* **ABOUT THIS EXERCISE**:
Omit the images. Reproduce each line of the records exactly as it appears.

* **INFORMATION**:
┏━━
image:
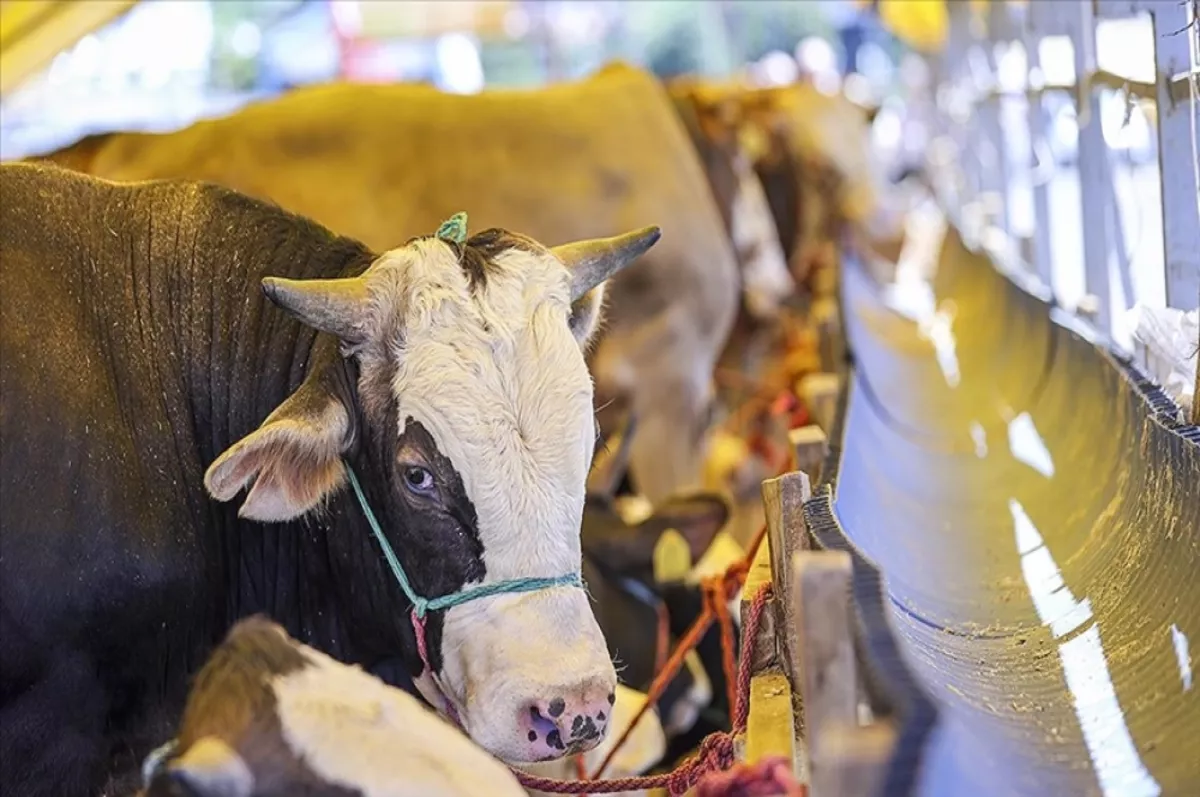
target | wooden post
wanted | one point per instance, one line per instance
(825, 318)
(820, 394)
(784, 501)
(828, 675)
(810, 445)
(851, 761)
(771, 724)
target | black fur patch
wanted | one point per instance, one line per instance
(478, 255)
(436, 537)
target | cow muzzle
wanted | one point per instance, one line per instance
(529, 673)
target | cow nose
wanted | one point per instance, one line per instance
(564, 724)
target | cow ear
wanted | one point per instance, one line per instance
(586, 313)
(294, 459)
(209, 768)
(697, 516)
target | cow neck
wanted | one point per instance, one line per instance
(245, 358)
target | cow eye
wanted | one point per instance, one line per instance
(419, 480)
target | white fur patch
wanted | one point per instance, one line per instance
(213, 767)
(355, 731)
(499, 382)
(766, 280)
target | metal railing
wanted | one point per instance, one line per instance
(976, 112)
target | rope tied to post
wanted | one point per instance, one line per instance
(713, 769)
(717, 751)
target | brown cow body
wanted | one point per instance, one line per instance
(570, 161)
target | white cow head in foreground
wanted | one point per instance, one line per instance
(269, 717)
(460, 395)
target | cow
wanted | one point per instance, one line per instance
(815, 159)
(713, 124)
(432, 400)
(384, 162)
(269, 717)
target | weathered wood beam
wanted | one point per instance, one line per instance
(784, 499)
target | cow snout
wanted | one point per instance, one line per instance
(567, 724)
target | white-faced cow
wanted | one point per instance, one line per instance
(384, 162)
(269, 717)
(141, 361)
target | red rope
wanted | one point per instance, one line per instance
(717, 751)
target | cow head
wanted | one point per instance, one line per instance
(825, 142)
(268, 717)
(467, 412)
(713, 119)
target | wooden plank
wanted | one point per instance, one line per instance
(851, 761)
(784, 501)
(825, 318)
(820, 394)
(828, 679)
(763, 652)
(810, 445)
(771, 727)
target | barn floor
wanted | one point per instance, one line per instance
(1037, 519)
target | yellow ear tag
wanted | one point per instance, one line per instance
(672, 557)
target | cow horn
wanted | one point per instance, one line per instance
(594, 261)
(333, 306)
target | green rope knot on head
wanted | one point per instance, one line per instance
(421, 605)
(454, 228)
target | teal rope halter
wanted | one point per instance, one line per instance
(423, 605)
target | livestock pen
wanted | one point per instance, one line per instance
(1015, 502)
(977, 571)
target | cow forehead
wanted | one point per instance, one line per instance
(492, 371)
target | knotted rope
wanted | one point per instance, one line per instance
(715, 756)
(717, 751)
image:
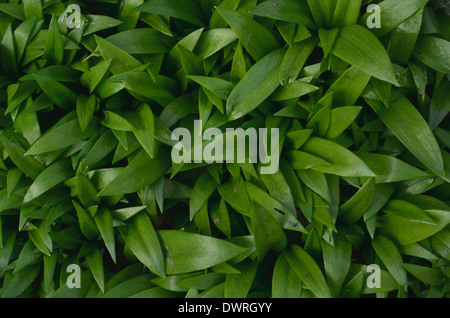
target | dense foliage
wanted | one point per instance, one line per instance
┗━━
* **EXERCISE SOLUTION**:
image:
target | wooden post
wanted | one point per instance, one line per instance
(825, 318)
(820, 394)
(784, 501)
(828, 675)
(810, 445)
(851, 761)
(771, 724)
target | black fur patch
wanted | one point per instance, one line per instance
(478, 255)
(436, 537)
target | cow muzzle
wanted | one point per instance, one line per instance
(529, 673)
target | cow nose
wanted | one point per instance, one line per instance
(564, 724)
target | cow ear
wanted | one point per instance, one line per instance
(586, 313)
(294, 459)
(209, 768)
(697, 516)
target | cow neck
wanted | one point per instance, one line per instance
(245, 358)
target | cow eye
wanted | one point per instance, one line per instance
(419, 480)
target | white fur patch
wanted | one point per instance, one line per instance
(213, 767)
(355, 731)
(499, 382)
(766, 280)
target | metal railing
wanted | one point per instance, one line per instance
(976, 112)
target | rope tied to post
wanted | one point per instance, one line per instance
(713, 769)
(717, 751)
target | brown cow body
wanted | one point per instance, one line per instance
(570, 161)
target | white cow head in foreground
wanted | one point per instance, one line per instance
(269, 717)
(460, 395)
target | cow
wanted | one point per instance, one line per instance
(815, 159)
(713, 124)
(432, 400)
(384, 162)
(269, 717)
target | weathered wood beam
wanted | one point per instance, one line per instance
(784, 499)
target | cow snout
wanted | one point per instance, one line per instance
(567, 724)
target | white-faced cow
wanted | one point per instance, one line per instance
(384, 162)
(269, 717)
(141, 361)
target | red rope
wanted | one point per instance, one line per instance
(717, 751)
target | cow head
wanted | one point per instance, one line per instance
(825, 142)
(268, 717)
(467, 412)
(713, 119)
target | wooden plank
wanted | one point per instance, one line per instance
(851, 761)
(784, 501)
(825, 318)
(820, 394)
(828, 679)
(763, 652)
(810, 445)
(771, 727)
target | barn floor
wanted | one point per instance, one line per instance
(1037, 519)
target | yellow ear tag
wanted | one point per instance, one line per instance
(672, 557)
target | cow horn
wanted | one point per instance, one line per instance
(594, 261)
(333, 306)
target | green rope knot on head
wanted | one point per instance, one line per instance
(421, 605)
(454, 228)
target | teal rope halter
wanted | one point per instance, one line per instance
(423, 605)
target | livestock pen
wanted | one point per instance, one line per instance
(1015, 502)
(977, 571)
target | cow forehead
wanted | one point per instance, one line per instance
(492, 371)
target | knotted rope
wanted | one point per instance, one line per instance
(715, 756)
(717, 751)
image:
target | dense foliage
wanted | one point per instance, one line per instance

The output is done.